**TASK DESCRIPTION**: Copy, word for word, the stretch of the items below from the line containing "Note. One marker is placed on each instance of the person" through the end of the items.

============================================================

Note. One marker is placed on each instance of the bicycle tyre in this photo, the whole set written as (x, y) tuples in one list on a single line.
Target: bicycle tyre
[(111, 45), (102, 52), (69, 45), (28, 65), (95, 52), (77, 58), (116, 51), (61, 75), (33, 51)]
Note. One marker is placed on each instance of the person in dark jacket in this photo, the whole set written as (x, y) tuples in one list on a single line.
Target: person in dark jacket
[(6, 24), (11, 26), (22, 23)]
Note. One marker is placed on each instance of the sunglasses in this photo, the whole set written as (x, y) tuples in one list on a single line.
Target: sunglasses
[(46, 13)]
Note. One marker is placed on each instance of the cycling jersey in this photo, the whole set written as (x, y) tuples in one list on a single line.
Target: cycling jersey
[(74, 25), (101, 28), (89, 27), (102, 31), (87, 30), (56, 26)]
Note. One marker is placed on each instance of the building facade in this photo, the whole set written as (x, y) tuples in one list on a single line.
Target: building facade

============================================================

**FINISHED ANSWER**:
Note. One marker is placed on each instance of the person in dark jacket in this photo, the whole set written as (x, y) tuples in one list on a single line.
Target: person in dark jacket
[(6, 24), (11, 26), (22, 23)]
Note. One marker is placed on each instance of the sunglasses in this photo, the whole set written as (x, y) tuples in one list on a single line.
Target: sunglasses
[(46, 13)]
Note. One marker is placed on each instance of the cycling jersey in this photo, the whole set written as (x, y) tuples in one list on a single line.
Target: cycling jersey
[(74, 25), (101, 28), (89, 27), (102, 31), (87, 30), (56, 26)]
Note. One marker is placed on each instance of the building facade in this photo, the whole set written as (x, y) tuples in one list on a single line.
Target: building facade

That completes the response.